PROBLEM TO SOLVE: In the forum discussion of The Hunger Games below, which book does Coco recommend on judging whether a story is "healthy"?

EXCERPTED TEXT:
************

Cleo (cleopatra18) | 23 comments I thought the premise for the Hunger Games was interesting but I think Collins missed a great opportunity. Like it or not, the book revolves mainly around these games and these games show children trying to kill each other, most of them quite happy to do it. Wouldn't it have made the plot more interesting if Katniss went against what everyone else was doing and refused to kill (ie. did the right thing)? How would she have gotten away with it? What ramifications would her actions have had? How many people could she have affected in a positive way? I felt the same way when I read Divergent; I thought the premise even better than the Hunger Games and, in the beginning she set up an amazing plotline involving all different factions, but it quickly regressed into a teenage 'love' story.

As the book stands, you basically have a character who has elevated survival above everything else, therefore elevating self above anything else. This is not a biblical principle.

Just to give you a sense of the effect of the influence of the book, a church nearby recently decided to do a film night in which their youth were allowed to act out a scene from their favourite movie and it was filmed. A number of them decided to act scenes from The Hunger Games and in every single instance the kids chose to act out something violent (stabbing, murdering each other, etc.)

I think we sometimes fail to realize as adults that the deeper themes in a book (or themes that we fabricate ourselves to make us feel better about the book), are not readily apparent to children/teenagers. They often take what they see acted on the surface and emulate it. If, as adults, we don't give them guidance, at the very least we do them a disservice and at the worse can be culpable for giving them a distorted view of their faith.

Honestly if one wants to read about sacrifical love, fighting for good over evil, etc. there are better books out there.


message 23: by Coco (new)

Coco (ohnoitscoco) | 12 comments I think Sharon and Cleo make some good points--having not read the books myself (yet), my opinion can be taken with a grain of salt!

Sharon mentions that the violence of the story isn't the "point", and getting past that, the story can be good for us--healthy to consume--if we're aware of the right messages. I think that's true. A violent work can better us as people if the violence is at the appropriate level of graphic and shows that it makes us worse people. A reasonable person can see that and say, "That's exactly what we shouldn't do, and there's why." (I don't agree with your comment about Catholics being sadly unthinking. I think we all think very much and very caringly, but we wind up with different opinions based on the info we're able to find. :) )

Cleo mentions the wider ramifications of it in the way teens emulate things. I think she's onto something there. The Hunger Games is marketed to teenagers. Sure, adults are reading it and are able to process the themes correctly, but this is a YA book. Are the themes and the way they're presented appropriate for the age group? I don't think so. It would have gone better as an adult novel.

But books are always going to be written like this to the wrong age group. We can't stop what is published as easily as we can teach our children and teens how to see the underlying messages of any particular media and whether they make them better people by consuming them. There's a very good book on how to know if a story is "healthy" for us and how to teach children to do the same: "Infinite Bandwidth: Encountering Christ in the Media" by Eugene Gan. I encourage it to everyone. :)

************

A run of records:
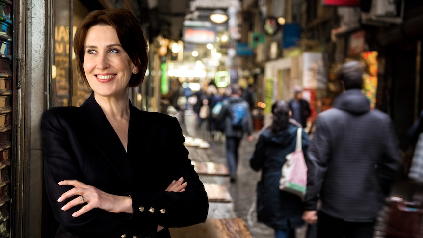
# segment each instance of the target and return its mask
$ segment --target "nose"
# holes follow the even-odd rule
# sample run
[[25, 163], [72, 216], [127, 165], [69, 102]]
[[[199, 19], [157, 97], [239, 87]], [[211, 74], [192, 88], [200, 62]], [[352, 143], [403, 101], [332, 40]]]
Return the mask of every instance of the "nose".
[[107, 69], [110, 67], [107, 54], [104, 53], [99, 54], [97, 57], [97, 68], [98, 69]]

************

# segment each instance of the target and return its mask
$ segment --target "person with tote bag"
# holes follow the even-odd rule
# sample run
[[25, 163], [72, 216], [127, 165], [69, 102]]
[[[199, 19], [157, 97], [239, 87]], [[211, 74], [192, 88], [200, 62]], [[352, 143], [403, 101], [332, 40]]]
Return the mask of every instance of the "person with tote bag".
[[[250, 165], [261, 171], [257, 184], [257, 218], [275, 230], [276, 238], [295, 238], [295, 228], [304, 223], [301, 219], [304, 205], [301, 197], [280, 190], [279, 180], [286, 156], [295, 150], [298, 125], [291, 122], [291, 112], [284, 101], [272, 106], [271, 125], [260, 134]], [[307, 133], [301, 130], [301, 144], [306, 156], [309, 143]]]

************

WRITTEN RESPONSE: "Infinite Bandwidth: Encountering Christ in the Media" by Eugene Gan.